Não são um casal improvável. Os mundos de onde vêm não são distantes ou opostos ou intransponíveis. Combinam na sala de jantar uma mesa de linhas depuradas, desenhada por Saarinen, e um magnífico espelho de talha dourada. Conseguem uma coabitação feliz, harmoniosa de peças de diferentes categorias. De certa maneira, também é assim na vida de todos os dias – apesar da firmeza irredutível das suas convicções. Como foi crescer numa família de direita nos 40 anos do 25 de Abril?

Vivem numa casa onde se ouvem passar os eléctricos. Estava na sala um vinil do David Bowie, livros do Tintim, uma maravilhosa fotografia de Daniel Blaufuks. E fotografias de família. Os filhos foram passear na tarde de sábado em que a entrevista aconteceu.

A vossa filha mais velha já vos perguntou como se conheceram?
Helena – Não.
Eduardo – Se calhar acha que nos conhecemos desde sempre.

E não se conhecem desde sempre. Este intróito é uma forma de perguntar pela vossa história.
Eduardo – Sou amigo do Pedro Mexia e a Helena ainda mais.
Helena – A primeira vez que nos vimos foi numa festa de bloggers, que é uma coisa que já não existe. O Eduardo pôs uma música de que gostava muito, It’s the end of the world, dos R.E.M. Durante seis anos pensei que tinha sido ele a pôr a música. Afinal não. Eu devia estar casada com o anterior DJ... [riso]

O fim do mundo dos R.E.M e foi o começo do vosso mundo. Quando é que perceberam que era o começo de um mundo?
Eduardo – Pouco tempo depois. Eu não sabia se era para a vida, se era um novo mundo. Mas naquele momento era. Ficámos à espera de um filho, começámos a viver juntos e casámos.

_DADOS DE ORIGEM_
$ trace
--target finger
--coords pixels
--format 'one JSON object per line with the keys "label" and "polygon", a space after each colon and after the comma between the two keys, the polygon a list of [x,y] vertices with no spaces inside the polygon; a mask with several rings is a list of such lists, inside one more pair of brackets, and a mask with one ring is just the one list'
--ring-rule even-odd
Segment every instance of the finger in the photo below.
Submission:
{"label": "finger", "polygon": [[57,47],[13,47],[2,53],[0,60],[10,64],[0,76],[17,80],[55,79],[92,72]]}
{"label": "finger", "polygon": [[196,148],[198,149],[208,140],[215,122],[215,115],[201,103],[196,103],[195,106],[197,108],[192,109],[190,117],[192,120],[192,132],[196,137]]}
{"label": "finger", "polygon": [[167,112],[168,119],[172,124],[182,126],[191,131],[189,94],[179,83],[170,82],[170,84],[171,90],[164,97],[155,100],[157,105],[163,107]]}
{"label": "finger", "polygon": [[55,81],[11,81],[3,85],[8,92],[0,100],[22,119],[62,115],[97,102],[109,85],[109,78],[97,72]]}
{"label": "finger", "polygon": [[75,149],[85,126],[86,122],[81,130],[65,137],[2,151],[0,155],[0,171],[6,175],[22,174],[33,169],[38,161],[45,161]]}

_ENUNCIADO 1_
Segundo a entrevista, que duas peças se combinam na sala de jantar do casal?
_ENUNCIADO 2_
Imprima sem qualquer alteração o trecho da entrevista que se inicia nas palavras que contêm "Não são um casal" e se encerra em "conhecemos desde sempre.".

_RESPOSTA 1_
Uma mesa de linhas depuradas, desenhada por Saarinen, e um magnífico espelho de talha dourada.

_RESPOSTA 2_
Não são um casal improvável. Os mundos de onde vêm não são distantes ou opostos ou intransponíveis. Combinam na sala de jantar uma mesa de linhas depuradas, desenhada por Saarinen, e um magnífico espelho de talha dourada. Conseguem uma coabitação feliz, harmoniosa de peças de diferentes categorias. De certa maneira, também é assim na vida de todos os dias – apesar da firmeza irredutível das suas convicções. Como foi crescer numa família de direita nos 40 anos do 25 de Abril?

Vivem numa casa onde se ouvem passar os eléctricos. Estava na sala um vinil do David Bowie, livros do Tintim, uma maravilhosa fotografia de Daniel Blaufuks. E fotografias de família. Os filhos foram passear na tarde de sábado em que a entrevista aconteceu.

A vossa filha mais velha já vos perguntou como se conheceram?
Helena – Não.
Eduardo – Se calhar acha que nos conhecemos desde sempre.